▶ **Zu lösende Aufgaben**
**a.** Entscheiden Sie für jede der folgenden Aussagen mit Ja oder Nein, ob sie zum Textauszug passt, und belegen Sie jede Entscheidung mit den ausschlaggebenden Worten des Textes als wörtlichem Zitat. (i) Trotz einer 75-Prozent-Stelle wurde regelmäßig an drei von vier Wochenenden im Monat gearbeitet. (ii) Im Team durften Überstunden jederzeit nach eigenem Wunsch abgebaut werden. (iii) Freie Tage waren etwa im November möglich, wenn keine Ferien waren.
**b.** Fassen Sie den Absatz des Textauszugs, der mit „Ich habe Zeiten gehabt“ beginnt, als kurze Stichpunktliste zusammen, ohne eine seiner Hauptaussagen auszulassen.
**c.** Zitieren Sie aus dem Textauszug den Abschnitt, der mit den Worten „Ja, ich musste“ einsetzt und mit „stört und belastet?“ aufhört.

▶ **Ausgewählter Textauszug**
+ + + + + + +

Ja, ich musste auch viel am Wochenende einspringen. Wenn man das nicht macht, entsteht auch schnell viel Druck, von Vorgesetzten und in Teams. Weil alle völlig überarbeitet sind. Da heißt es schnell: Na, die springt ja nie ein.

Ich habe Zeiten gehabt, da habe ich bei einer 75 Prozent-Stelle trotzdem regelmäßig drei von vier Wochenenden im Monat gearbeitet. Und wir waren in unserem Team nicht frei, die Überstunden abzubummeln, wann wir wollten. Das ist sicher von Stelle zu Stelle unterschiedlich. Aber wir durften dann im November frei machen, wenn zum Beispiel keine Ferien waren und deswegen die Personaldecke es zuließ.

Haben Sie in den letzten Monaten vor Ihrem Ausstieg mit Ihren Vorgesetzten darüber gesprochen, was Sie stört und belastet?

+ + + + + + +

▶ **Gespeicherte Daten**
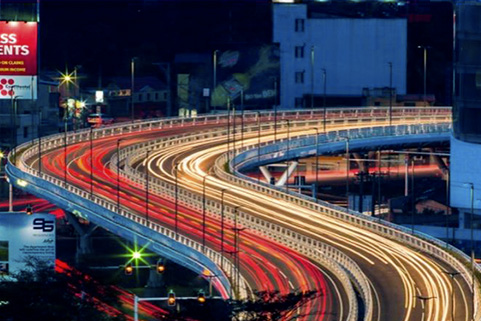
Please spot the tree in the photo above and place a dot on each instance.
(40, 293)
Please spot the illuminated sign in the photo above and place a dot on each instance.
(23, 236)
(18, 87)
(18, 48)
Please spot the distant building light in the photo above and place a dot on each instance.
(99, 96)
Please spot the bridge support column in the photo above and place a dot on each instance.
(287, 173)
(155, 280)
(265, 171)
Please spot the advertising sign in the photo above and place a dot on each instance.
(18, 87)
(23, 236)
(18, 48)
(251, 71)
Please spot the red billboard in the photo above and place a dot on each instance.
(18, 48)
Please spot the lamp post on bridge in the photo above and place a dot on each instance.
(203, 211)
(146, 168)
(118, 173)
(176, 210)
(222, 228)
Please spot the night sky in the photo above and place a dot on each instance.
(103, 36)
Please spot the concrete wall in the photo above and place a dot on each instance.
(354, 52)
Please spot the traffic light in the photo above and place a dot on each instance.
(201, 297)
(160, 267)
(128, 269)
(171, 299)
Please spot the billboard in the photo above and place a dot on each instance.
(23, 236)
(18, 48)
(18, 87)
(253, 70)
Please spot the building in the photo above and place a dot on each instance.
(466, 139)
(333, 56)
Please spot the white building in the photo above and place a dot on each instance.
(349, 54)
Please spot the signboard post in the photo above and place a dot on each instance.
(18, 60)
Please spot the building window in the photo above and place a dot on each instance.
(299, 77)
(299, 25)
(299, 53)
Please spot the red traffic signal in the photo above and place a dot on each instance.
(201, 297)
(128, 269)
(171, 299)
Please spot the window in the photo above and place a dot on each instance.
(299, 77)
(299, 25)
(299, 53)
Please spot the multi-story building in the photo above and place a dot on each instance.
(333, 56)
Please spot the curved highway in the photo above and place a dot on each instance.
(405, 284)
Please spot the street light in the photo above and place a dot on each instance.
(176, 166)
(91, 165)
(471, 185)
(203, 211)
(132, 85)
(258, 143)
(287, 155)
(312, 77)
(317, 161)
(348, 165)
(222, 228)
(118, 173)
(425, 57)
(146, 168)
(214, 85)
(390, 97)
(324, 74)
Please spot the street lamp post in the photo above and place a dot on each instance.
(317, 161)
(118, 173)
(91, 165)
(348, 169)
(203, 211)
(222, 228)
(176, 212)
(258, 142)
(214, 84)
(132, 88)
(287, 156)
(390, 96)
(275, 110)
(324, 74)
(425, 57)
(146, 168)
(312, 77)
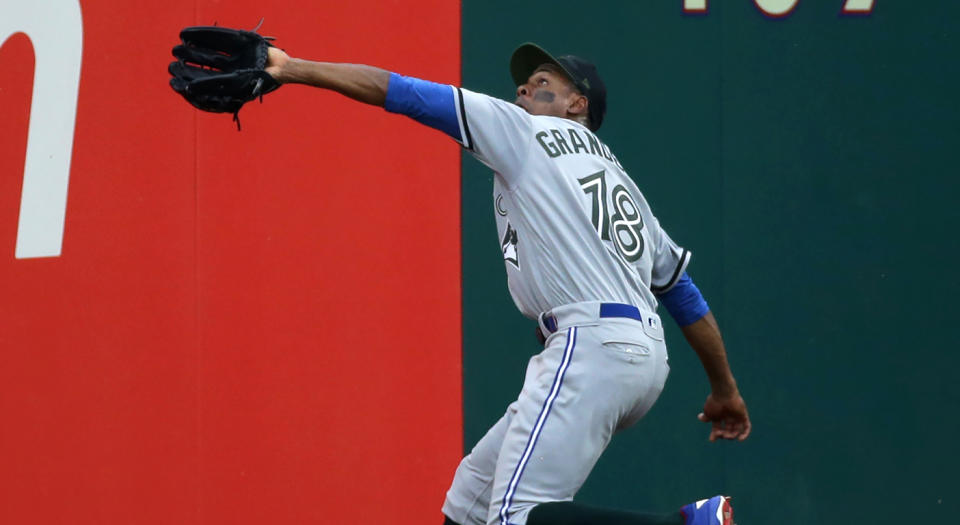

+ + + + + + +

▶ **Lösungen je Aufgabe**
**a.**
(i) Ja: „bei einer 75 Prozent-Stelle trotzdem regelmäßig drei von vier Wochenenden im Monat gearbeitet“
(ii) Nein: „wir waren in unserem Team nicht frei, die Überstunden abzubummeln, wann wir wollten“
(iii) Ja: „wir durften dann im November frei machen, wenn zum Beispiel keine Ferien waren“

**b.**
- Trotz 75-Prozent-Stelle regelmäßig an drei von vier Wochenenden im Monat gearbeitet
- Überstunden durften im Team nicht nach eigenem Wunsch abgebaut werden
- Das ist sicher von Stelle zu Stelle unterschiedlich
- Frei gab es zum Beispiel im November, wenn keine Ferien waren und die Personaldecke es zuließ

**c.**
Ja, ich musste auch viel am Wochenende einspringen. Wenn man das nicht macht, entsteht auch schnell viel Druck, von Vorgesetzten und in Teams. Weil alle völlig überarbeitet sind. Da heißt es schnell: Na, die springt ja nie ein.

Ich habe Zeiten gehabt, da habe ich bei einer 75 Prozent-Stelle trotzdem regelmäßig drei von vier Wochenenden im Monat gearbeitet. Und wir waren in unserem Team nicht frei, die Überstunden abzubummeln, wann wir wollten. Das ist sicher von Stelle zu Stelle unterschiedlich. Aber wir durften dann im November frei machen, wenn zum Beispiel keine Ferien waren und deswegen die Personaldecke es zuließ.

Haben Sie in den letzten Monaten vor Ihrem Ausstieg mit Ihren Vorgesetzten darüber gesprochen, was Sie stört und belastet?